# [WHAT YOU HAVE TO DO]
Continue the essay about women leaving physics, beginning right after its final sentence and leaving the material that follows it unanswered.

# [SOURCE TEXT]
+ + +

The reasons for those shortages are hardly mysterious — many minority students attend secondary schools that leave them too far behind to catch up in science, and the effects of prejudice at every stage of their education are well documented. But what could still be keeping women out of the STEM fields (“STEM” being the current shorthand for “science, technology, engineering and mathematics”), which offer so much in the way of job prospects, prestige, intellectual stimulation and income?
As one of the first two women to earn a bachelor of science degree in physics from Yale — I graduated in 1978 — thisquestion concerns me deeply. I attended a rural public school whose few accelerated courses in physics and calculus I wasn’t allowed to take because, as my principal put it, “girls never go on in science and math.” Angry and bored, I began reading about space and time and teaching myself calculus from a book. When I arrived at Yale, I was woefully unprepared. 
The boys in my introductory physics class, who had taken far more rigorous math and science classes in high school, yawned as our professor sped through the material, while I grew panicked at how little I understood. The only woman in the room, I debated whether to raise my hand and expose myself to ridicule, thereby losing track of the lecture and falling further behind.
In the end, I graduated summa cum laude, Phi Beta Kappa, with honors in the major, having excelled in the department’s three-term sequence in quantum mechanics and a graduate course in gravitational physics, all while teaching myself to program Yale’s mainframe computer. But I didn’t go into physics as a career. At the end of four years, I was exhausted by all the lonely hours I spent catching up to my classmates, hiding my insecurities, struggling to do my problem sets while the boys worked in teams to finish theirs. I was tired of dressing one way to be taken seriously as a scientist while dressing another to feel feminine. And while some of the men I wanted to date weren’t put off by my major, many of them were.
Mostly, though, I didn’t go on in physics because not a single professor — not even the adviser who supervised my senior thesis — encouraged me to go to graduate school. Certain this meant I wasn’t talented enough to succeed in physics, I left the rough draft of my senior thesis outside my adviser’s door and slunk away in shame. Pained by the dream I had failed to achieve, I locked my textbooks, lab reports and problem sets in my father’s army footlocker and turned my back on physics and math forever.

+ + +

# [SOURCE MATERIAL]
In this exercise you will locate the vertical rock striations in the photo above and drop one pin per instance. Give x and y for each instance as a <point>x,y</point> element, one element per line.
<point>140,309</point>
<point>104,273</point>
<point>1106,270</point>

+ + +

# [RESPONSE TO THIS TASK]
Not until 2005, when Lawrence Summers, then president of Harvard, wondered aloud at a lunchtime talk why more women don’t end up holding tenured positions in the hard sciences, did I feel compelled to reopen that footlocker. I have known Summers since my teens, when he judged my high-school debate team, and he has always struck me as an admirer of smart women. 
When Lawrence suggested — among several other pertinent reasons — that innate disparities in scientific and mathematical aptitude at the very highest end of the spectrum might account for the paucity of tenured female faculty, I got the sense that he had asked the question because he genuinely cared about the answer. I was taken aback by his suggestion that the problem might have something to do with biological inequalities between the sexes, but as I read the heated responses to his comments, I realized that even I was not sure why so many women were still giving up on physics and math before completing advanced degrees. 
I decided to look up my former classmates and professors, review the research on women’s performance in STEM fields and return to Yale to see what, if anything, had changed since I studied there. I wanted to understand why I had walked away from my dream, and why so many other women still walk away from theirs.